**What the task requires:** Having read the data, transcribe all of it without deviation.

**Records for processing:**
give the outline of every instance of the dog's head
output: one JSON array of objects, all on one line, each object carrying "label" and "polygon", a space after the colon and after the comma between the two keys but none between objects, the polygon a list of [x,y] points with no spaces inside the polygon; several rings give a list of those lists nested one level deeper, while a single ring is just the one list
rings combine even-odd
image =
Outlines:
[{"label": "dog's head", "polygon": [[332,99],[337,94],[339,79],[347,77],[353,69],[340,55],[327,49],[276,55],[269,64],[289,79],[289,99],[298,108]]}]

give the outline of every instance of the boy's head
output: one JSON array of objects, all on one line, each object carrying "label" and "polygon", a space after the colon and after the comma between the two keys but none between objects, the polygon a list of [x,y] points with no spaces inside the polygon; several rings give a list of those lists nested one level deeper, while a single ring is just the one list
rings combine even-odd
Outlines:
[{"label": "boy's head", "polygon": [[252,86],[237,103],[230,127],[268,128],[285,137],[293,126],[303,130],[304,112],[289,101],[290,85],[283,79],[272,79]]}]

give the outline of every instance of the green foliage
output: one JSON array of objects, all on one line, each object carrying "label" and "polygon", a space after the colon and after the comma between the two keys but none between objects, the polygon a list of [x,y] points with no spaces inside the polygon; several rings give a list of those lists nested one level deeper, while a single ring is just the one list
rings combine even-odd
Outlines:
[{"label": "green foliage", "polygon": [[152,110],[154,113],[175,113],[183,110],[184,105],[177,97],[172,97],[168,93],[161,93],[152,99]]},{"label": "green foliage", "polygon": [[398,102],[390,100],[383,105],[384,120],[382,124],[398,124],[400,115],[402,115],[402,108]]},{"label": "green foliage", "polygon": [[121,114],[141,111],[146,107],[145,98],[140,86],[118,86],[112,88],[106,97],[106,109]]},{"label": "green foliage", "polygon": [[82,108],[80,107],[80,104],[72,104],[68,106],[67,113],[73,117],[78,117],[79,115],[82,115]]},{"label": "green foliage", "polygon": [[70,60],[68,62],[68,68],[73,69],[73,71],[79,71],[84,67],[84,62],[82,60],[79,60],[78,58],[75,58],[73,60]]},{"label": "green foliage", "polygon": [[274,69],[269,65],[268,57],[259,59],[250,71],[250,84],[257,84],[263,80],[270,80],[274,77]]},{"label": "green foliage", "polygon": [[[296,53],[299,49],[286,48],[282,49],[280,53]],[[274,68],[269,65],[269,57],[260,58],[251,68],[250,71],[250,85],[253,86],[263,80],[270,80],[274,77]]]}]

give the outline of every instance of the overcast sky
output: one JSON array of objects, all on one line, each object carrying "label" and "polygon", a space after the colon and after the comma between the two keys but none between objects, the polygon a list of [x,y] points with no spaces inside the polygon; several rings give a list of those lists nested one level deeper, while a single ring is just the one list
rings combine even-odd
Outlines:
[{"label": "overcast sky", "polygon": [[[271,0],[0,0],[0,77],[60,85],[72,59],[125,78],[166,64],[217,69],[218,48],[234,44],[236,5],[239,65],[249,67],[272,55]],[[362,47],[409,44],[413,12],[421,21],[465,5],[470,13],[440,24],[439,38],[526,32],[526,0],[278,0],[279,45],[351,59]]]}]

**Response to this task:**
give the outline of every instance of the dog's head
output: one JSON array of objects, all on one line, each object carrying "label" and "polygon", a space after the colon and after the comma between the two keys but none between objects, the polygon a list of [x,y] points with no spaces inside the polygon; several rings give a list of those lists nested one level deeper, while a single ring is just the one list
rings combine even-odd
image =
Outlines:
[{"label": "dog's head", "polygon": [[332,99],[337,94],[339,79],[347,77],[353,69],[340,55],[327,49],[276,55],[269,64],[289,79],[289,99],[298,108]]}]

give the outline of every instance of the boy's head
output: one JSON array of objects, all on one line, each object carrying "label" and "polygon", a space after the colon and after the comma between the two keys but none between objects, the polygon a list of [x,y] points with no spaces inside the polygon; several rings give a list of those lists nested one level deeper, while a single ring is just the one list
rings combine even-odd
Outlines:
[{"label": "boy's head", "polygon": [[252,86],[237,103],[230,127],[268,128],[285,137],[293,126],[303,130],[304,112],[289,101],[290,85],[283,79],[272,79]]}]

give the outline of every instance of the green foliage
output: one JSON array of objects, all on one line, each object carrying "label" and "polygon", a space after the colon and after the comma between the two keys but none between objects, the polygon a list of [x,y] points with no spaces inside the polygon; several rings give a list of those lists nested one level deeper, while a single ring is just the one list
rings combine even-odd
Outlines:
[{"label": "green foliage", "polygon": [[152,110],[154,113],[175,113],[183,110],[184,105],[177,97],[172,97],[168,93],[161,93],[152,99]]},{"label": "green foliage", "polygon": [[398,102],[390,100],[383,105],[384,120],[382,124],[398,124],[400,115],[402,115],[402,108]]},{"label": "green foliage", "polygon": [[121,114],[141,111],[146,107],[145,98],[140,86],[118,86],[112,88],[106,97],[106,109]]},{"label": "green foliage", "polygon": [[82,108],[80,107],[80,104],[72,104],[68,106],[67,113],[73,117],[78,117],[79,115],[82,115]]},{"label": "green foliage", "polygon": [[70,60],[68,62],[68,68],[73,69],[73,71],[79,71],[84,67],[84,62],[82,60],[79,60],[78,58],[75,58],[73,60]]},{"label": "green foliage", "polygon": [[274,69],[269,65],[268,57],[259,59],[250,71],[250,84],[257,84],[263,80],[270,80],[274,77]]},{"label": "green foliage", "polygon": [[[296,53],[299,49],[286,48],[282,49],[280,53]],[[274,68],[269,65],[269,57],[260,58],[251,68],[250,71],[250,85],[253,86],[263,80],[270,80],[274,77]]]}]

give the outline of every instance of the overcast sky
output: one JSON array of objects, all on one line, each object carrying "label" and "polygon", a space after the colon and after the comma between the two keys but none between objects, the polygon a list of [x,y] points with no spaces inside the polygon; several rings give a list of those lists nested one level deeper, while a single ring is just the one list
rings combine even-odd
Outlines:
[{"label": "overcast sky", "polygon": [[[271,0],[0,0],[0,77],[60,85],[72,59],[125,78],[166,64],[217,69],[218,48],[234,44],[236,5],[239,65],[249,67],[272,55]],[[362,47],[409,44],[413,12],[421,21],[465,5],[470,13],[440,24],[439,38],[526,32],[526,0],[278,0],[279,45],[351,59]]]}]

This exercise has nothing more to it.